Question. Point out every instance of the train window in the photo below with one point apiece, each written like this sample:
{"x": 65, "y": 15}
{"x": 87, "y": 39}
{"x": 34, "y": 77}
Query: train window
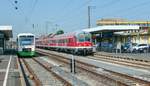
{"x": 26, "y": 40}
{"x": 84, "y": 37}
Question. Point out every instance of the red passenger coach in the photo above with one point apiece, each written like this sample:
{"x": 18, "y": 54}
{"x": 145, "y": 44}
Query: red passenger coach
{"x": 75, "y": 43}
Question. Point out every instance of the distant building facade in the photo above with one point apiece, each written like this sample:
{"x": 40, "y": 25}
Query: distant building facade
{"x": 136, "y": 36}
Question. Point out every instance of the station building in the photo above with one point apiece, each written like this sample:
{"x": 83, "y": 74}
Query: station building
{"x": 5, "y": 37}
{"x": 141, "y": 35}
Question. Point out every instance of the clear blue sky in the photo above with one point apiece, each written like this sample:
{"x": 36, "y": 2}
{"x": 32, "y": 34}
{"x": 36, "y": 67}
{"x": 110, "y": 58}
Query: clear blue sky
{"x": 69, "y": 15}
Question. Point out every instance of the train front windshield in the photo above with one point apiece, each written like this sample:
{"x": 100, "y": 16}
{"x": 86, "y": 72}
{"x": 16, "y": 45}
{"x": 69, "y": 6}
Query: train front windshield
{"x": 26, "y": 40}
{"x": 84, "y": 37}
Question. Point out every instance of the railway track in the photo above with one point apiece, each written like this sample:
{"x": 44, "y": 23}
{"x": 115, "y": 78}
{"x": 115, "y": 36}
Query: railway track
{"x": 41, "y": 75}
{"x": 123, "y": 61}
{"x": 121, "y": 79}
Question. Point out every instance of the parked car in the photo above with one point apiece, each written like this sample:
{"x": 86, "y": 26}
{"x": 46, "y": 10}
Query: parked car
{"x": 141, "y": 48}
{"x": 129, "y": 47}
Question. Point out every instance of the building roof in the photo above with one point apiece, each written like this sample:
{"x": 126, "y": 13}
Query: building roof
{"x": 7, "y": 30}
{"x": 112, "y": 28}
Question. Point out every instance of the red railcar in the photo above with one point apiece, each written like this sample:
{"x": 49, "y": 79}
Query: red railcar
{"x": 75, "y": 42}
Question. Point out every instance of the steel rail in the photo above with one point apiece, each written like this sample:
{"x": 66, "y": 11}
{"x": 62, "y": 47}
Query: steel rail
{"x": 83, "y": 66}
{"x": 48, "y": 68}
{"x": 32, "y": 74}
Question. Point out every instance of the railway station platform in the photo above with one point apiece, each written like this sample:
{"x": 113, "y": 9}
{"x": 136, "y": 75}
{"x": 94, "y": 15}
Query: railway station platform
{"x": 135, "y": 56}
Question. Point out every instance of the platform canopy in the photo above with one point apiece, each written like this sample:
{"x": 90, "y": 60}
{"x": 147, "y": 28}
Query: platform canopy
{"x": 7, "y": 31}
{"x": 113, "y": 28}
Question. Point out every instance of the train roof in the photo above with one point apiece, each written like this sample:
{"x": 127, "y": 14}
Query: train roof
{"x": 22, "y": 34}
{"x": 68, "y": 35}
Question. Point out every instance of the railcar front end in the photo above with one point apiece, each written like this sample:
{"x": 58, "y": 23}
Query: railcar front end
{"x": 26, "y": 45}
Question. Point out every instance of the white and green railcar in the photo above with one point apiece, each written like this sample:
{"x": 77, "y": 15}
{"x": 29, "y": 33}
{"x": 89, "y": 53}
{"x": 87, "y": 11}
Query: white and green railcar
{"x": 26, "y": 44}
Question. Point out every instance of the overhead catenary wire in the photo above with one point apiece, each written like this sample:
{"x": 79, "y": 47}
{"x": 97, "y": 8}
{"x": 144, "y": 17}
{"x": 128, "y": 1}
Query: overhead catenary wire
{"x": 126, "y": 10}
{"x": 65, "y": 16}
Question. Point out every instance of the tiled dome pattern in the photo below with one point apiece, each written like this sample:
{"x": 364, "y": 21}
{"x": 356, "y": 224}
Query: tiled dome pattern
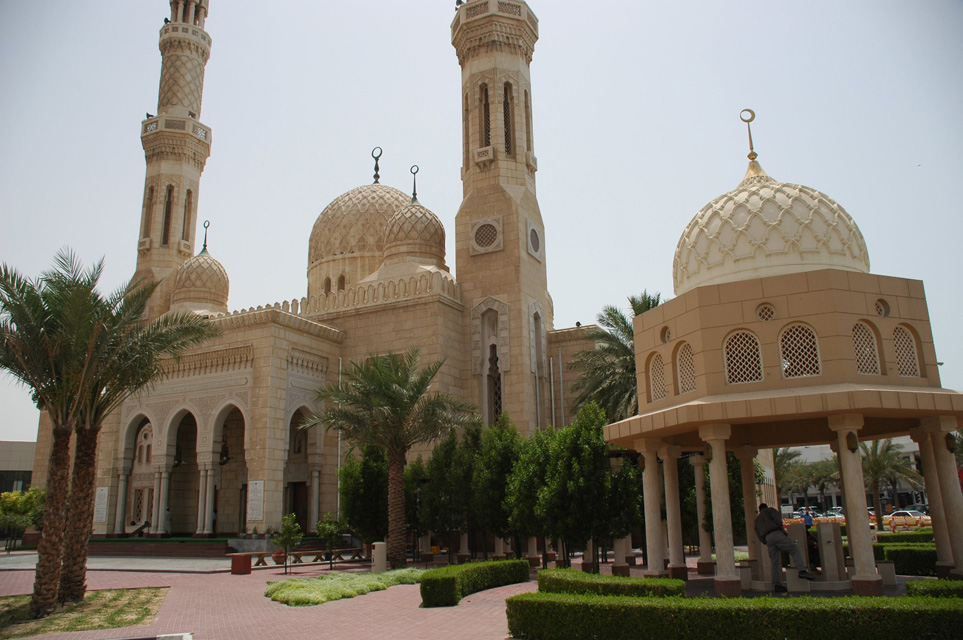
{"x": 202, "y": 279}
{"x": 355, "y": 222}
{"x": 764, "y": 228}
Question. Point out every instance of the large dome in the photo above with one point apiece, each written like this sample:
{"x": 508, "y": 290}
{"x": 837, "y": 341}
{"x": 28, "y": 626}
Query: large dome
{"x": 347, "y": 242}
{"x": 764, "y": 228}
{"x": 201, "y": 285}
{"x": 415, "y": 234}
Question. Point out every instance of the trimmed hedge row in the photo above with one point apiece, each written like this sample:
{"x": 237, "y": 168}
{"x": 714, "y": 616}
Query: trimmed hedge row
{"x": 577, "y": 582}
{"x": 924, "y": 535}
{"x": 555, "y": 616}
{"x": 446, "y": 586}
{"x": 935, "y": 588}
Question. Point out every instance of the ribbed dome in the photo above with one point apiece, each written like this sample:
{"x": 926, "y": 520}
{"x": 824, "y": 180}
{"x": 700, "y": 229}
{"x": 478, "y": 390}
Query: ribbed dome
{"x": 355, "y": 222}
{"x": 201, "y": 285}
{"x": 765, "y": 228}
{"x": 415, "y": 233}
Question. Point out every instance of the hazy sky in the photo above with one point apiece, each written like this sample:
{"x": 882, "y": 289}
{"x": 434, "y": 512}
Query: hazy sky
{"x": 636, "y": 121}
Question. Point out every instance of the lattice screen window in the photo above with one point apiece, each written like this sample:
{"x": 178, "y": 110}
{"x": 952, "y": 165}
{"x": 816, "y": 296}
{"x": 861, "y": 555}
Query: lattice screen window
{"x": 685, "y": 369}
{"x": 656, "y": 379}
{"x": 743, "y": 359}
{"x": 907, "y": 361}
{"x": 800, "y": 352}
{"x": 866, "y": 350}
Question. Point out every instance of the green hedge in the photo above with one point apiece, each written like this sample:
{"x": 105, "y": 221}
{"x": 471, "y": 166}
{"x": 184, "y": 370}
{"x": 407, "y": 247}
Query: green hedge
{"x": 445, "y": 587}
{"x": 935, "y": 588}
{"x": 577, "y": 582}
{"x": 556, "y": 616}
{"x": 924, "y": 535}
{"x": 913, "y": 559}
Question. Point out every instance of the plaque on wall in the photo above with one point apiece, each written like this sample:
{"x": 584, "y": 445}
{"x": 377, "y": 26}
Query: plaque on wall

•••

→ Stated task
Leave out the pictures and output the rest of the material exactly as written.

→ Written answer
Question. Point out every instance of the train window in the photo below with one point apiece, each written like this sample:
{"x": 65, "y": 15}
{"x": 87, "y": 39}
{"x": 34, "y": 77}
Query: train window
{"x": 26, "y": 40}
{"x": 84, "y": 37}
Question. Point out every instance of the red passenger coach in the photo above with one point apiece, each written like this sample:
{"x": 18, "y": 54}
{"x": 145, "y": 44}
Query: red passenger coach
{"x": 75, "y": 43}
Question. Point out every instance of the distant building facade in the photo above with one point apiece, each written like this sample:
{"x": 40, "y": 25}
Query: distant building facade
{"x": 136, "y": 36}
Question. Point out every instance of the station building in the photo above with one point apiece, each written like this sample:
{"x": 83, "y": 74}
Query: station building
{"x": 5, "y": 37}
{"x": 141, "y": 35}
Question. Point out every instance of the clear blue sky in the photo above with one point apiece, each written like this sample:
{"x": 36, "y": 2}
{"x": 32, "y": 34}
{"x": 36, "y": 67}
{"x": 110, "y": 58}
Query: clear blue sky
{"x": 69, "y": 15}
Question. Point out every instance of the train front windshield in the photo above with one point apiece, each written like this sample:
{"x": 100, "y": 16}
{"x": 86, "y": 72}
{"x": 16, "y": 45}
{"x": 69, "y": 6}
Query: train front windshield
{"x": 26, "y": 40}
{"x": 84, "y": 37}
Question. Point out every instance of the railway track in the photo above with one point apiece, each written like this sample:
{"x": 44, "y": 23}
{"x": 115, "y": 78}
{"x": 115, "y": 36}
Query: railway track
{"x": 41, "y": 75}
{"x": 123, "y": 61}
{"x": 121, "y": 79}
Question. Point out every instance of the parked car in the photo above with one point apiece, each written like this sample:
{"x": 86, "y": 26}
{"x": 46, "y": 10}
Query: parked car
{"x": 141, "y": 48}
{"x": 129, "y": 47}
Question. Point out every instance of the building roof in the photo above with one point apiece, each written like this sample:
{"x": 126, "y": 13}
Query: building roof
{"x": 7, "y": 30}
{"x": 112, "y": 28}
Question. Point out every instance of the red railcar in the photo above with one point apiece, each written like this sample:
{"x": 49, "y": 79}
Query: red railcar
{"x": 75, "y": 42}
Question. Point out every instance of the steel rail in the photo above with one point apiece, each written like this sample:
{"x": 66, "y": 11}
{"x": 62, "y": 47}
Query: steel rail
{"x": 83, "y": 66}
{"x": 48, "y": 68}
{"x": 32, "y": 74}
Question. Point out every instance of the railway station platform in the photo above with one point apiece, each written like this sample:
{"x": 113, "y": 9}
{"x": 136, "y": 75}
{"x": 94, "y": 15}
Query: railway station platform
{"x": 135, "y": 56}
Question. Point out every instance of the platform canopy in the photo above with one point apiece, each written like this sample:
{"x": 90, "y": 60}
{"x": 147, "y": 28}
Query: platform canopy
{"x": 7, "y": 31}
{"x": 113, "y": 28}
Question. Point out every instance of the train roof in the photo above with one point apiece, each written like this sample:
{"x": 127, "y": 14}
Query: train roof
{"x": 22, "y": 34}
{"x": 68, "y": 35}
Question. Point out every instance of the railcar front end in the photo above with one point apiece, each written like this sample:
{"x": 58, "y": 23}
Query: railcar front end
{"x": 26, "y": 45}
Question. Point out every instance of the white and green railcar in the photo above with one point apiece, each written like this sample:
{"x": 77, "y": 15}
{"x": 29, "y": 33}
{"x": 89, "y": 53}
{"x": 87, "y": 11}
Query: white and green railcar
{"x": 26, "y": 44}
Question. Point out every instance of the overhead catenary wire in the photo above with one point apiece, each written like this sample:
{"x": 79, "y": 47}
{"x": 97, "y": 8}
{"x": 144, "y": 17}
{"x": 128, "y": 1}
Query: overhead catenary wire
{"x": 126, "y": 10}
{"x": 65, "y": 16}
Question. Point out every instance of the tiled dome pattern in the photo below with one point apiece, each written like this sample:
{"x": 364, "y": 21}
{"x": 356, "y": 224}
Query: tiled dome pattern
{"x": 202, "y": 279}
{"x": 355, "y": 222}
{"x": 764, "y": 228}
Question. Point out every instance of the large dome in the photo above with one point apiece, each written like this sample:
{"x": 508, "y": 290}
{"x": 837, "y": 341}
{"x": 28, "y": 626}
Query: large dome
{"x": 347, "y": 242}
{"x": 764, "y": 228}
{"x": 201, "y": 285}
{"x": 415, "y": 234}
Question. Point out every instance of the trimmed hedge row in the photo above with one point apiece, each written like this sample:
{"x": 237, "y": 168}
{"x": 714, "y": 616}
Query: trimmed hedge row
{"x": 577, "y": 582}
{"x": 924, "y": 535}
{"x": 555, "y": 616}
{"x": 446, "y": 586}
{"x": 935, "y": 588}
Question. Point out every instance of the ribbed dome in the photo above with one point apiece, each written like this sample:
{"x": 926, "y": 520}
{"x": 824, "y": 180}
{"x": 700, "y": 229}
{"x": 478, "y": 390}
Query: ribbed dome
{"x": 355, "y": 222}
{"x": 201, "y": 285}
{"x": 765, "y": 228}
{"x": 415, "y": 233}
Question. Point out every instance of the hazy sky in the photo above with one point apiece, each written like this sample:
{"x": 882, "y": 289}
{"x": 434, "y": 512}
Query: hazy sky
{"x": 636, "y": 121}
Question. Point out every instance of the lattice screen window in the photo above with one point apiece, each written like this sample:
{"x": 178, "y": 110}
{"x": 952, "y": 165}
{"x": 816, "y": 296}
{"x": 861, "y": 555}
Query: lattice screen window
{"x": 685, "y": 369}
{"x": 656, "y": 379}
{"x": 743, "y": 359}
{"x": 907, "y": 361}
{"x": 800, "y": 352}
{"x": 866, "y": 350}
Question. Point out every instance of the green hedge in the photo above with one point apiece, each written like this sample:
{"x": 105, "y": 221}
{"x": 471, "y": 166}
{"x": 184, "y": 370}
{"x": 407, "y": 247}
Query: green hedge
{"x": 445, "y": 587}
{"x": 935, "y": 588}
{"x": 577, "y": 582}
{"x": 556, "y": 616}
{"x": 924, "y": 535}
{"x": 913, "y": 559}
Question. Point out every instance of the plaque on wall in the photo above with one point apiece, each written like this sample:
{"x": 584, "y": 445}
{"x": 377, "y": 26}
Query: plaque on wall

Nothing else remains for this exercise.